### TEXTE
★ ★ ★ ★ ★ ★ ★
M. Rémy Pagani (AdG). Une fois n'est pas coutume: il faut apprécier à sa juste valeur l'intervention de M. Mark Muller et celle de M. Pétroz... D'une certaine manière, ils reconnaissent qu'il y a, en effet, des logements vides et que, parmi ces derniers, il y en a laissés vides abusivement, et qu'ils ne s'opposeraient pas à ce que le Conseil d'Etat respecte la loi en mettant ces propriétaires en demeure de remettre ces logements sur le marché! En ce qui me concerne, j'apprécie à sa juste valeur cette prise de position, parce que c'est la première fois que j'entends des partis de droite reconnaître honnêtement ce problème et dire qu'il serait possible et recommandé que le gouvernement mette cette loi en oeuvre. Même si on ne s'entend pas sur le nombre de ces logements - nous estimons pour notre part qu'il y a encore aujourd'hui mille deux cents logements vides et non pas huit cents - eh bien, en un mois, Mesdames et Messieurs les députés, en faisant une simple enquête dans la ville, nous avons remis sur le marché soixante-huit logements, soixante logements du 1, rue Gevray, et huit à la rue du Conseil général!

Nous, nous estimons qu'une opération doit être menée, même si elle n'aboutit pas à remettre sur le marché les huit cents ou les mille deux cents logements qui sont retirés du marché - j'expliquerai pourquoi ils sont retirés du marché parce que je ne suis pas du même avis que celui de M. Muller. Il faut donc écrire aux propriétaires et, le cas échéant, les mettre en demeure: cela permettra peut-être de remettre un certain nombre de logements sur le marché, ne serait-ce qu'une centaine ou plus. Ce serait déjà bien, car les logements sont une denrée rare à l'heure actuelle. On ne peut pas passer à côté: il faut appliquer cette mesure qui, je vous le signale, peut permettre d'éviter de construire deux ou trois immeubles.
★ ★ ★ ★ ★ ★ ★
### DONNÉES FOURNIES
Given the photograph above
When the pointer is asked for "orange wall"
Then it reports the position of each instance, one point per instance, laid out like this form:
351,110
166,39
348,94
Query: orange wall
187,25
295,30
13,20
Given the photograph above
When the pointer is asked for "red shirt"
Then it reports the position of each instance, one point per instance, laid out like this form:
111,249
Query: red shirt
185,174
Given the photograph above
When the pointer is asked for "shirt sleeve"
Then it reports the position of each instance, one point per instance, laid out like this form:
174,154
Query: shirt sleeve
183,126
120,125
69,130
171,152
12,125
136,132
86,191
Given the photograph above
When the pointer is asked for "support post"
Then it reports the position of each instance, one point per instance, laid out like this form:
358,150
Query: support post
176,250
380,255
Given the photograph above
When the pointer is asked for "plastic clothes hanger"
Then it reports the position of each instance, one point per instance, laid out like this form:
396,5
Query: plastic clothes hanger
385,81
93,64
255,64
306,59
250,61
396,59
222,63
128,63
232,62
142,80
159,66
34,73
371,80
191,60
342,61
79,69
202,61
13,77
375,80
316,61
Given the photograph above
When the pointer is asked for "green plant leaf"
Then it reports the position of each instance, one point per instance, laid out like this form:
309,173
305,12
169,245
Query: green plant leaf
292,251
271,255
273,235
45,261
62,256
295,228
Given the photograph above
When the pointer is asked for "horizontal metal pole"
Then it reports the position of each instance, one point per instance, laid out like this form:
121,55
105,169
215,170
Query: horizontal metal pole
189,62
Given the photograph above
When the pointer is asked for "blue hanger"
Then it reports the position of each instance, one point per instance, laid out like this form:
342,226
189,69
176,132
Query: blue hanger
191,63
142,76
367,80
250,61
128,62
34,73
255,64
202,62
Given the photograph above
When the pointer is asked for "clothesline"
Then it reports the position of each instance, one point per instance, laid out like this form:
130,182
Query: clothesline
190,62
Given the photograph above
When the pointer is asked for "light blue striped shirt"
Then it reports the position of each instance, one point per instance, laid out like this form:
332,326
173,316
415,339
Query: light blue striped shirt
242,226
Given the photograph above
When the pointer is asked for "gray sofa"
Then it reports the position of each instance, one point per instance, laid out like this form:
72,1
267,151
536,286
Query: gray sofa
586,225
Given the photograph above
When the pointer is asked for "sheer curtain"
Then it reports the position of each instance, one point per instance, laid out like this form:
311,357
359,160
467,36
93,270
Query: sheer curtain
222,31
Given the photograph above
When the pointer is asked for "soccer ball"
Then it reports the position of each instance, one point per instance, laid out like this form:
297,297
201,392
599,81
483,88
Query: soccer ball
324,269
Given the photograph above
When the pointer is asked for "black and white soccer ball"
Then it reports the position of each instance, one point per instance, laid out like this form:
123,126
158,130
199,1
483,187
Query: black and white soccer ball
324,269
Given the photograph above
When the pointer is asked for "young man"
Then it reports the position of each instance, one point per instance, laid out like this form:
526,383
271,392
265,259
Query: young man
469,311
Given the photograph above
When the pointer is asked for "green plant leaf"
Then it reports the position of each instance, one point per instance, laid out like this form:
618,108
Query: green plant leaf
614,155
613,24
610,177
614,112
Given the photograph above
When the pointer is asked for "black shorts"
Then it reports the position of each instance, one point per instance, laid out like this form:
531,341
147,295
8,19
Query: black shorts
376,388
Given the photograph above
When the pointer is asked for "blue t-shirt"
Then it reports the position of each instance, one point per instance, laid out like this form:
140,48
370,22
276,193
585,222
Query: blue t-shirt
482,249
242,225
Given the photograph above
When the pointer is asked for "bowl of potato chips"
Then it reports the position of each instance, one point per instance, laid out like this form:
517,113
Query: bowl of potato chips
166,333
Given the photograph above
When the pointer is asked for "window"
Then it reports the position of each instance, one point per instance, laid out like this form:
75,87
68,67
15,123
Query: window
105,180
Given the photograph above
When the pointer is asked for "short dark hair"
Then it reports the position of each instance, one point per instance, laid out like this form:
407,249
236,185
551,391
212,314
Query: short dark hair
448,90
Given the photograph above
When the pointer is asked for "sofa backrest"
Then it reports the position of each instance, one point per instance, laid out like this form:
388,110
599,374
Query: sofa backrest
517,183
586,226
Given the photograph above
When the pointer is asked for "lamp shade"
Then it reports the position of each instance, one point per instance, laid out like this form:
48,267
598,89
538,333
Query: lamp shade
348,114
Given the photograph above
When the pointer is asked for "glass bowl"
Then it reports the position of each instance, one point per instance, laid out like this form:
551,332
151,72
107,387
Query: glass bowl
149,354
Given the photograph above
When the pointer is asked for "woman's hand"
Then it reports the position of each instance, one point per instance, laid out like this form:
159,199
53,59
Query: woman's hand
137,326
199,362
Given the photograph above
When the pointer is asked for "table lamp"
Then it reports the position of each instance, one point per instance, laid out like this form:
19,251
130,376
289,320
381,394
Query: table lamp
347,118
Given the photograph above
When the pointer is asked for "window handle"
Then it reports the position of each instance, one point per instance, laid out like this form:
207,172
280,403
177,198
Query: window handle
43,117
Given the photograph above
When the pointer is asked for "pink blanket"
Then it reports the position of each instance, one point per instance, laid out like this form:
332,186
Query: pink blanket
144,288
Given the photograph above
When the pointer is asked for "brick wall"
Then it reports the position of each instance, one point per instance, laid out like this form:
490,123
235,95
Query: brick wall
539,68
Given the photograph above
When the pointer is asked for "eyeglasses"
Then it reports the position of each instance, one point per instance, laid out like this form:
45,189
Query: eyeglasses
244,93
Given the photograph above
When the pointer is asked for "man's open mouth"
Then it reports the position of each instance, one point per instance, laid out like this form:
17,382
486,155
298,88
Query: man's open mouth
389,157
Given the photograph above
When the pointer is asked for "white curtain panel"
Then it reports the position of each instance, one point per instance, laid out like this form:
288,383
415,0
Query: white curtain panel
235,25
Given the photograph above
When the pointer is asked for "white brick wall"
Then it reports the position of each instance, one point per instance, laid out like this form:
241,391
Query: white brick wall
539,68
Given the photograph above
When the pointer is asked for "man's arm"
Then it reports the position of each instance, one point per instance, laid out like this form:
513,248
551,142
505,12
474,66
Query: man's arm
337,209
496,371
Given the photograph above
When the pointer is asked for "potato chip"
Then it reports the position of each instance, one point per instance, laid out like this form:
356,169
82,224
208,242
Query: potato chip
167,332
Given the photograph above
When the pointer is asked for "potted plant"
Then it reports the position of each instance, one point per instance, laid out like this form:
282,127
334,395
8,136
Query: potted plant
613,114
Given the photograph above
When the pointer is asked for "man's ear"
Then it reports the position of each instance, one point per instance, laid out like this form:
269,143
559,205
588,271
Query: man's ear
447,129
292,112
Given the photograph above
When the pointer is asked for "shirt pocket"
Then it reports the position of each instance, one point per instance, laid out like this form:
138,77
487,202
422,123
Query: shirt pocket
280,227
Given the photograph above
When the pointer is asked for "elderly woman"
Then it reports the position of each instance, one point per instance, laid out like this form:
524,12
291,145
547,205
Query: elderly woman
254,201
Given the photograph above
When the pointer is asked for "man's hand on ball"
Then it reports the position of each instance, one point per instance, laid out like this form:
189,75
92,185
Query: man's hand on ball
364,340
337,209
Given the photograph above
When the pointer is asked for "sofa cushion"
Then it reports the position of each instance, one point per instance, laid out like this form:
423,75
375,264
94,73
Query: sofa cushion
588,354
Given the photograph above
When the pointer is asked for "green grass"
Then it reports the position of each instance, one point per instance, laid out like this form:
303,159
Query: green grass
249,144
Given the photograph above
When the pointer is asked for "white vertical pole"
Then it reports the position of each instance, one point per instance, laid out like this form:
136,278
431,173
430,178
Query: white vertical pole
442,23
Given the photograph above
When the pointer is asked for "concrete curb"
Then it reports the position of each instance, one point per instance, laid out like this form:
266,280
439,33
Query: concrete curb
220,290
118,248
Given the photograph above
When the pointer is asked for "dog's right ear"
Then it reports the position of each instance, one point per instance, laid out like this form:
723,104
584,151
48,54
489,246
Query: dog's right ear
★ ★ ★ ★ ★ ★ ★
### EXERCICES
• a. Résumez le texte en deux phrases.
• b. Dénombrez les lignes de la liste où figure la chaîne "curtain", puis donnez uniquement ce nombre.
Le texte et la liste constituent deux documents indépendants l'un de l'autre.

### CORRIGÉ
• a. M. Rémy Pagani salue le fait que M. Mark Muller et M. Pétroz reconnaissent l'existence de logements laissés vides abusivement et ne s'opposeraient pas à ce que le Conseil d'État mette les propriétaires en demeure. Tout en estimant à mille deux cents, et non huit cents, le nombre de logements vides, il réclame qu'on écrive aux propriétaires et qu'on les mette en demeure si nécessaire, car même une centaine de logements remis sur le marché serait utile vu leur rareté et pourrait éviter de construire deux ou trois immeubles.

• b. 4